Saved data entries:
-.-.-
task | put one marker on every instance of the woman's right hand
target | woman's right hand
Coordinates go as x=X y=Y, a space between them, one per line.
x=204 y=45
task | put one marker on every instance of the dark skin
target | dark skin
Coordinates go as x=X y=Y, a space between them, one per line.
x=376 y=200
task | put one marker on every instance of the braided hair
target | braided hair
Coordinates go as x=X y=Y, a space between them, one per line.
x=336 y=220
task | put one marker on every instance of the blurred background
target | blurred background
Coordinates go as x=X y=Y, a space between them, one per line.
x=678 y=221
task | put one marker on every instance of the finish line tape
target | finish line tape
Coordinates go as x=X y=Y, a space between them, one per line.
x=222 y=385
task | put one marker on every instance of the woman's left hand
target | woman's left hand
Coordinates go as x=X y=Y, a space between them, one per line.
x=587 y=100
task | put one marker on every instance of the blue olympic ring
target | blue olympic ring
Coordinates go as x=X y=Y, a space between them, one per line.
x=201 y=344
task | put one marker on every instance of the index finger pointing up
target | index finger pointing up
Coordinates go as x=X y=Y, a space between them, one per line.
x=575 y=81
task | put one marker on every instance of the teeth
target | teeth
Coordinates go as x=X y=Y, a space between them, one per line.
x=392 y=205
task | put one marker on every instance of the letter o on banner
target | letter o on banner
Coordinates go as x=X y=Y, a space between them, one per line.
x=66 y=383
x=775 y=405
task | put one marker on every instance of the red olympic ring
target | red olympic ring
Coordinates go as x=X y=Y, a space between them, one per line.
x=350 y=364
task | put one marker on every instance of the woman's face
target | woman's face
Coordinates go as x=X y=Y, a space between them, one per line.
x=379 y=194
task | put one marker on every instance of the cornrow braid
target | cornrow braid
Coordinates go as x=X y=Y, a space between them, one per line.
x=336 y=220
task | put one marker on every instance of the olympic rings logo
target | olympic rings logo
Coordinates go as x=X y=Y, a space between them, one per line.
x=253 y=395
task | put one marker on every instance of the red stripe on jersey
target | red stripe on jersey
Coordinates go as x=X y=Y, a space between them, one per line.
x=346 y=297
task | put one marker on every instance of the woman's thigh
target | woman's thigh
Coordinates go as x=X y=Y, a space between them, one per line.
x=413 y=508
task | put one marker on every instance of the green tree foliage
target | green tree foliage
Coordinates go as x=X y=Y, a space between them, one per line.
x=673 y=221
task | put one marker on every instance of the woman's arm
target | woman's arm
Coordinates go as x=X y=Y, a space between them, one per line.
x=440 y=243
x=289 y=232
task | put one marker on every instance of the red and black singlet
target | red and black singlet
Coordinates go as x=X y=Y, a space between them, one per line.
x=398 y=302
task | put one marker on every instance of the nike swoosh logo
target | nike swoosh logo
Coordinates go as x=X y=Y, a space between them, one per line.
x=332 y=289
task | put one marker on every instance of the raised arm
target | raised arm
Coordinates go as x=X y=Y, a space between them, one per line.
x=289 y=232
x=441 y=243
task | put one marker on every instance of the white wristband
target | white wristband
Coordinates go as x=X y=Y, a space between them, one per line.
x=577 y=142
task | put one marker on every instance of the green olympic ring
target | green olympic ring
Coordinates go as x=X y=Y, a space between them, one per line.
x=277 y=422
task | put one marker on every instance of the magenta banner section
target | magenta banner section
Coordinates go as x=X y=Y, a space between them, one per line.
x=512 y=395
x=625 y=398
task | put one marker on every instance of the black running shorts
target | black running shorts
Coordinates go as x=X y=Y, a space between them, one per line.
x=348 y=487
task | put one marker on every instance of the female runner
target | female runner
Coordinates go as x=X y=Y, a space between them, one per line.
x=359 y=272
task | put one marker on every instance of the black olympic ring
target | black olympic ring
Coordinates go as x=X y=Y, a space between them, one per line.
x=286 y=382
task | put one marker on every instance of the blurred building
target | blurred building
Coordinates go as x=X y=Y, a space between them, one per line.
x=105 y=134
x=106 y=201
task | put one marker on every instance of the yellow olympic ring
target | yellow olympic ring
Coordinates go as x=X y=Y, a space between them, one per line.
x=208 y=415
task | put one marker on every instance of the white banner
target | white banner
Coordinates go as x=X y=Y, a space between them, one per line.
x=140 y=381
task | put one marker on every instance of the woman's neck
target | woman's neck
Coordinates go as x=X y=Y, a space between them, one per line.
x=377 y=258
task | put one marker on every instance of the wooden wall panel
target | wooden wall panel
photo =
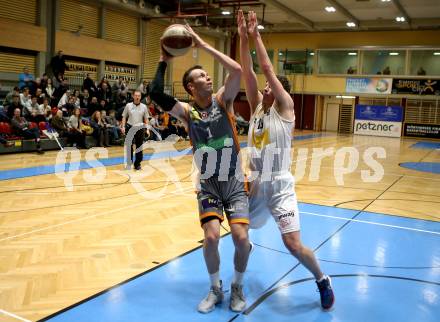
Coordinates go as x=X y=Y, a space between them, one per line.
x=74 y=14
x=22 y=35
x=99 y=49
x=121 y=27
x=21 y=10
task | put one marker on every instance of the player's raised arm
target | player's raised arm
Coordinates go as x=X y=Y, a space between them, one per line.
x=284 y=102
x=167 y=102
x=253 y=95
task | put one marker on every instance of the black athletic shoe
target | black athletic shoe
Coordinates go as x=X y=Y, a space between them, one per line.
x=326 y=292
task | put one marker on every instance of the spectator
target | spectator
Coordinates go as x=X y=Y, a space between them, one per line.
x=25 y=99
x=37 y=114
x=9 y=97
x=421 y=71
x=144 y=88
x=14 y=105
x=45 y=109
x=58 y=64
x=64 y=99
x=241 y=124
x=40 y=95
x=104 y=92
x=84 y=100
x=69 y=107
x=49 y=90
x=73 y=137
x=77 y=101
x=76 y=128
x=100 y=131
x=90 y=86
x=93 y=106
x=21 y=127
x=25 y=79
-.-.-
▶ _Aim of the task_
Pictures are to be dropped, and every record is to be copied exactly.

▶ _Answer box_
task | put one marker on every instance of the woman's right hand
target | woman's right hand
Coordinates go as x=X y=Y, a space between them, one per line.
x=204 y=45
task | put one marker on every instance of the dark skin
target | dark skin
Coordinates go as x=X y=Y, a space between them, one per line.
x=376 y=200
task | put one marker on every instance of the braided hair
target | braided hair
Coordinates go as x=X y=Y, a space between them, one per line.
x=336 y=220
task | put one marker on every instance of the blurred background
target | blurred background
Coordinates go as x=X y=Y, a space between them, one per line.
x=678 y=221
task | put one marker on every instance of the finish line tape
target | finish line tape
Coordinates go as x=X y=Y, a space between them, one per line.
x=222 y=385
task | put one marker on every instance of the woman's left hand
target | woman's left hand
Coordinates go as x=X y=Y, a space between them, one per line.
x=587 y=100
task | put one marker on every instance of the blue olympic ring
target | blue olympic ring
Coordinates go as x=X y=Y, a space between them, one per line.
x=201 y=344
task | put one marker on every instance of the index finger pointing up
target | index finger pointing up
Coordinates go as x=X y=Y, a space between them, one per line.
x=575 y=81
task | put one marker on every instance of the teeth
target | teeth
Coordinates go as x=X y=Y, a space between them, one per line.
x=392 y=205
task | put one marker on every instance of the letter o on banner
target | letter o on banner
Coordinates go as x=X y=Y, a space between them, one per line.
x=66 y=383
x=775 y=405
task | put one marker on every instance of the red olympic ring
target | red olympic ring
Coordinates go as x=X y=Y, a space between them, one per line.
x=350 y=364
task | put one marker on every instance of the woman's face
target | woman's face
Coordinates go as x=X y=Y, a space between them, one per line.
x=379 y=194
task | put one marker on every instance of the cornrow braid
target | cornrow braid
Coordinates go as x=X y=Y, a space between them, one per line.
x=336 y=220
task | put one marker on every instance of the olympic rings logo
target | olympic rings logo
Coordinates go as x=X y=Y, a space between them, one per line.
x=253 y=395
task | put one marker on every instance of the red stripe on jersey
target | red stripe on jersey
Coordinates go as x=X y=Y, a space between them, one per line.
x=346 y=297
task | put one marker on every instance of the woman's thigh
target | woman's thigh
Coordinates go as x=X y=Y, a space between them, one per line.
x=413 y=508
task | put one marker on every instance of the green tree foliage
target | green tree foliage
Coordinates go as x=X y=Y, a space between them, one per line.
x=673 y=221
task | put one marker on every instance of the woman's arm
target | woman's arm
Coordinates go as x=X y=Y, a space between them, one per line.
x=440 y=243
x=289 y=232
task | put one marker on every instance of the red and black singlet
target | red and black singlet
Coordinates go as x=X y=Y, a space between them, one per line.
x=398 y=302
task | put one marker on every instance of the nike swoosh logo
target | nike swoosh logo
Coordinates go as x=X y=Y, a space between them, one per line.
x=332 y=289
task | put one marker on every instance of the raised arm
target | raised arm
Coordinates go as x=X y=Y, a space between them, one per line.
x=289 y=232
x=441 y=243
task | put one marker on every instance of the white wristband
target | white wristband
Coordinates go as x=X y=Y, a space between them, one per line.
x=577 y=142
task | put one marker on every instance of the green olympic ring
target | green olympic ring
Coordinates go as x=X y=Y, a space between them, one per line.
x=277 y=422
task | put one marker on every instance of the magenta banner section
target | magenta banner section
Coordinates go as x=X y=Y, a space between them, one per line.
x=512 y=395
x=625 y=398
task | put one marker on every instance of the black running shorts
target | black running shorts
Coordinates go as x=X y=Y, a space between them, one per line.
x=348 y=487
task | put one marker on every instance of the female runner
target | female runner
Coordinates go as x=X y=Y, a space between them, one per line.
x=359 y=272
task | put one marker on every instance of the black olympic ring
target | black olympic ring
Coordinates go as x=X y=Y, a space between them, one per line.
x=286 y=382
task | put one marker on every instance of the blurred building
target | blurred building
Coordinates go as x=X y=Y, a space between them, one per line.
x=105 y=134
x=106 y=201
task | put one marker on every instance of the yellow olympic ring
target | yellow olympic ring
Coordinates go as x=X y=Y, a space between them, one per line.
x=208 y=415
task | put one marker on every instance of the white banner
target | white banner
Coordinates go as x=X y=Y, a space between them, one per line.
x=140 y=381
task | put one marker on every instance of the woman's neck
target | woman's neck
Coordinates go as x=X y=Y, a space between them, one per line.
x=377 y=258
task | put one marker on every instance of the wooden wall panel
target | wooden wall panel
photo =
Coordinates go as x=X y=Y, a space between them, one per line.
x=74 y=14
x=22 y=35
x=99 y=49
x=121 y=27
x=21 y=10
task | put one marker on every instance of the player's raised arm
target | player's raised arm
Coordinates go as x=X y=Y, a space between them, one per line.
x=284 y=102
x=167 y=102
x=253 y=95
task | put one marker on every instance of the black athletic shoe
target | black athletic shoe
Coordinates go as x=X y=Y, a space between them, one per line.
x=326 y=292
task | put one marker on every instance of the spectator
target | spectator
Coordinates go as x=X y=Y, a space between them, one per line.
x=25 y=99
x=37 y=114
x=9 y=97
x=421 y=71
x=144 y=88
x=14 y=105
x=45 y=109
x=58 y=64
x=64 y=99
x=241 y=124
x=40 y=95
x=104 y=92
x=84 y=100
x=69 y=107
x=49 y=90
x=73 y=137
x=77 y=101
x=76 y=128
x=100 y=131
x=90 y=86
x=93 y=106
x=21 y=127
x=25 y=79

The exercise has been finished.